- What you have to do
Although the entries contain pictures, copy only their text, exactly as written.

- Data for this exercise
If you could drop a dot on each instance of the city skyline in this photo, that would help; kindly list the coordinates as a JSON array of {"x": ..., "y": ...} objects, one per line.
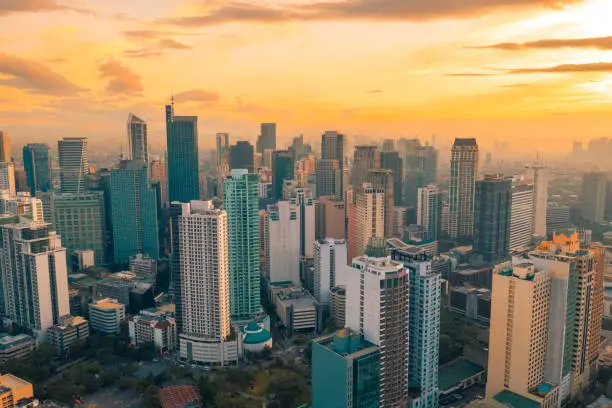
[{"x": 414, "y": 76}]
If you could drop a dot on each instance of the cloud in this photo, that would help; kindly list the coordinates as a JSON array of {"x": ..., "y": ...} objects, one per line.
[
  {"x": 121, "y": 78},
  {"x": 372, "y": 10},
  {"x": 600, "y": 43},
  {"x": 33, "y": 76},
  {"x": 197, "y": 95},
  {"x": 15, "y": 6}
]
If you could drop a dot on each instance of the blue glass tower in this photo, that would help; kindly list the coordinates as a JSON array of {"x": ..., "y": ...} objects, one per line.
[
  {"x": 182, "y": 144},
  {"x": 134, "y": 212}
]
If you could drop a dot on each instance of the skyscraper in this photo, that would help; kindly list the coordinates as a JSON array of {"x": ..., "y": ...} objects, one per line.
[
  {"x": 183, "y": 164},
  {"x": 34, "y": 280},
  {"x": 137, "y": 138},
  {"x": 5, "y": 147},
  {"x": 205, "y": 285},
  {"x": 492, "y": 218},
  {"x": 267, "y": 137},
  {"x": 464, "y": 171},
  {"x": 241, "y": 202},
  {"x": 74, "y": 164},
  {"x": 377, "y": 305},
  {"x": 37, "y": 165},
  {"x": 134, "y": 212},
  {"x": 593, "y": 196},
  {"x": 329, "y": 259},
  {"x": 429, "y": 211},
  {"x": 365, "y": 158},
  {"x": 282, "y": 169},
  {"x": 241, "y": 156},
  {"x": 521, "y": 215}
]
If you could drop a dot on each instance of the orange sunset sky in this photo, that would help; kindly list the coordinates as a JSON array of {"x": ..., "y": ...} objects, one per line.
[{"x": 535, "y": 73}]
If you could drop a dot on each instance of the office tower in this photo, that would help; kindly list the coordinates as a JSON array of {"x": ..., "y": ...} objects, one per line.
[
  {"x": 37, "y": 165},
  {"x": 5, "y": 147},
  {"x": 377, "y": 292},
  {"x": 282, "y": 169},
  {"x": 241, "y": 202},
  {"x": 329, "y": 178},
  {"x": 81, "y": 223},
  {"x": 492, "y": 218},
  {"x": 204, "y": 283},
  {"x": 74, "y": 164},
  {"x": 519, "y": 329},
  {"x": 34, "y": 284},
  {"x": 137, "y": 138},
  {"x": 329, "y": 258},
  {"x": 267, "y": 138},
  {"x": 283, "y": 242},
  {"x": 330, "y": 218},
  {"x": 222, "y": 149},
  {"x": 464, "y": 171},
  {"x": 593, "y": 196},
  {"x": 392, "y": 161},
  {"x": 365, "y": 158},
  {"x": 241, "y": 156},
  {"x": 345, "y": 371},
  {"x": 369, "y": 218},
  {"x": 7, "y": 178},
  {"x": 424, "y": 328},
  {"x": 540, "y": 197},
  {"x": 134, "y": 212},
  {"x": 183, "y": 164},
  {"x": 429, "y": 212},
  {"x": 521, "y": 216}
]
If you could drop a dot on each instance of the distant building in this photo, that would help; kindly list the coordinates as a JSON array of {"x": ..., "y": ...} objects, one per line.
[
  {"x": 106, "y": 315},
  {"x": 345, "y": 371}
]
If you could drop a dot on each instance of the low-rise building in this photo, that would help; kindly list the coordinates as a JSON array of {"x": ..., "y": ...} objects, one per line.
[
  {"x": 68, "y": 331},
  {"x": 106, "y": 315},
  {"x": 15, "y": 347}
]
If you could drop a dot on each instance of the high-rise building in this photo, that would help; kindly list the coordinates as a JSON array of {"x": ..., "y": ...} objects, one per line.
[
  {"x": 464, "y": 171},
  {"x": 424, "y": 329},
  {"x": 7, "y": 178},
  {"x": 382, "y": 178},
  {"x": 540, "y": 197},
  {"x": 329, "y": 259},
  {"x": 37, "y": 165},
  {"x": 377, "y": 305},
  {"x": 241, "y": 202},
  {"x": 492, "y": 218},
  {"x": 392, "y": 161},
  {"x": 267, "y": 138},
  {"x": 365, "y": 158},
  {"x": 74, "y": 164},
  {"x": 80, "y": 221},
  {"x": 345, "y": 371},
  {"x": 330, "y": 218},
  {"x": 282, "y": 169},
  {"x": 5, "y": 147},
  {"x": 429, "y": 212},
  {"x": 241, "y": 156},
  {"x": 134, "y": 212},
  {"x": 34, "y": 279},
  {"x": 593, "y": 196},
  {"x": 283, "y": 242},
  {"x": 137, "y": 138},
  {"x": 183, "y": 164},
  {"x": 521, "y": 215},
  {"x": 205, "y": 285}
]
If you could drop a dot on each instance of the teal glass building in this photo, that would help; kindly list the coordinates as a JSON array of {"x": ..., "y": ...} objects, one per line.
[
  {"x": 182, "y": 144},
  {"x": 134, "y": 212},
  {"x": 345, "y": 371},
  {"x": 241, "y": 202}
]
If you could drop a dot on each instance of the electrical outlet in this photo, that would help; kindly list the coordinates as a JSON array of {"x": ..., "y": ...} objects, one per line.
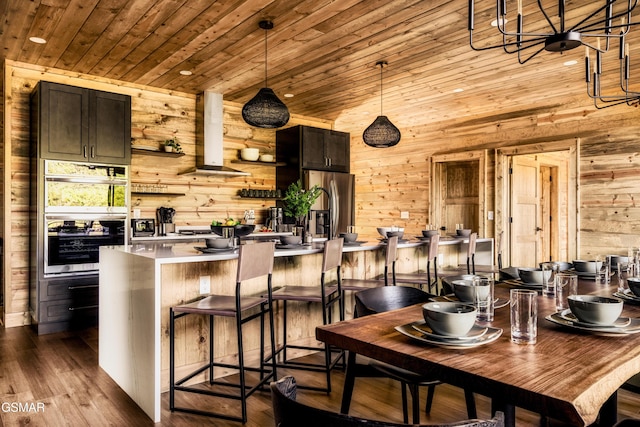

- Response for this exercise
If you could drop a dot on each instance of the city skyline in this photo, that would help; kindly list the coordinates as a JSON array of {"x": ..., "y": ...} objects, one per line.
[{"x": 414, "y": 76}]
If you could drop a dot on each instance of the cloud in this photo, that would help; kindly list the coordinates as a JSON array of {"x": ..., "y": ...} objects, one per line.
[
  {"x": 121, "y": 78},
  {"x": 372, "y": 10},
  {"x": 600, "y": 43},
  {"x": 33, "y": 76},
  {"x": 197, "y": 95},
  {"x": 15, "y": 6}
]
If you could drop a dot on each instance of the blue glass tower in this photo, that would help; kindly list the coordinates as a JSON array of {"x": ..., "y": ...} objects, one per line.
[
  {"x": 182, "y": 144},
  {"x": 134, "y": 212}
]
If you could drop a dot on each instance of the skyscraper in this photo, that would help; kindly list the coordinates as a JSON array of {"x": ..., "y": ...} objects, one per line.
[
  {"x": 183, "y": 164},
  {"x": 34, "y": 280},
  {"x": 137, "y": 138},
  {"x": 5, "y": 147},
  {"x": 205, "y": 285},
  {"x": 492, "y": 218},
  {"x": 267, "y": 137},
  {"x": 464, "y": 171},
  {"x": 241, "y": 202},
  {"x": 74, "y": 164},
  {"x": 377, "y": 305},
  {"x": 37, "y": 165},
  {"x": 134, "y": 212},
  {"x": 593, "y": 196},
  {"x": 329, "y": 259},
  {"x": 429, "y": 211},
  {"x": 365, "y": 158},
  {"x": 282, "y": 169},
  {"x": 241, "y": 156},
  {"x": 521, "y": 215}
]
If you could drop a dot on each instance of the orange sunset sky in this photo, that would help; kindly list the coordinates as a JSON array of {"x": ..., "y": ...} objects, one per line.
[{"x": 535, "y": 73}]
If you could drop a dot on each instance of the office tower in this photo, that would help; kindly list the coordinates as a JSON array of {"x": ..., "y": ...} objects, one per line.
[
  {"x": 37, "y": 165},
  {"x": 5, "y": 147},
  {"x": 377, "y": 292},
  {"x": 282, "y": 169},
  {"x": 241, "y": 202},
  {"x": 329, "y": 178},
  {"x": 81, "y": 223},
  {"x": 492, "y": 218},
  {"x": 204, "y": 283},
  {"x": 74, "y": 164},
  {"x": 519, "y": 329},
  {"x": 34, "y": 284},
  {"x": 137, "y": 138},
  {"x": 329, "y": 258},
  {"x": 267, "y": 138},
  {"x": 283, "y": 242},
  {"x": 330, "y": 218},
  {"x": 222, "y": 149},
  {"x": 464, "y": 171},
  {"x": 593, "y": 196},
  {"x": 392, "y": 161},
  {"x": 365, "y": 158},
  {"x": 241, "y": 156},
  {"x": 345, "y": 371},
  {"x": 369, "y": 218},
  {"x": 7, "y": 178},
  {"x": 424, "y": 328},
  {"x": 540, "y": 197},
  {"x": 134, "y": 212},
  {"x": 183, "y": 164},
  {"x": 429, "y": 212},
  {"x": 521, "y": 216}
]
If you could drop a dot on each instance of the distant building in this photo, that would help; kindly list the coordinates as a JSON array of {"x": ..., "y": ...} objects, one per line.
[
  {"x": 106, "y": 315},
  {"x": 345, "y": 371}
]
If you could drop a dot on each instance of the low-rise building in this photo, that would help; kindly list the coordinates as a JSON array of {"x": ..., "y": ...} objects, one per line.
[
  {"x": 68, "y": 331},
  {"x": 106, "y": 315},
  {"x": 15, "y": 347}
]
If you could drop a dot on each instance of the high-rise building in this photo, that would help; kindly list the coordinates as a JSON array of {"x": ..., "y": ...} objects, one per line.
[
  {"x": 464, "y": 171},
  {"x": 424, "y": 329},
  {"x": 7, "y": 178},
  {"x": 382, "y": 178},
  {"x": 540, "y": 197},
  {"x": 329, "y": 259},
  {"x": 37, "y": 165},
  {"x": 377, "y": 305},
  {"x": 241, "y": 202},
  {"x": 492, "y": 218},
  {"x": 392, "y": 161},
  {"x": 267, "y": 138},
  {"x": 365, "y": 158},
  {"x": 74, "y": 164},
  {"x": 80, "y": 221},
  {"x": 345, "y": 371},
  {"x": 330, "y": 218},
  {"x": 282, "y": 169},
  {"x": 5, "y": 147},
  {"x": 429, "y": 212},
  {"x": 241, "y": 156},
  {"x": 134, "y": 212},
  {"x": 34, "y": 279},
  {"x": 593, "y": 196},
  {"x": 283, "y": 242},
  {"x": 137, "y": 138},
  {"x": 183, "y": 164},
  {"x": 521, "y": 215},
  {"x": 205, "y": 285}
]
If you could drop a dot on each instance of the teal glass building in this photo, that would help; kindly list the coordinates as a JSON array of {"x": ..., "y": ...} objects, one per line.
[
  {"x": 182, "y": 144},
  {"x": 134, "y": 212},
  {"x": 345, "y": 371},
  {"x": 241, "y": 202}
]
If you could drop a dot on each instance of the electrical outlet in this photo, that would help; kindly list the coordinates as a JSON array of {"x": ..., "y": ...} objects, one per line.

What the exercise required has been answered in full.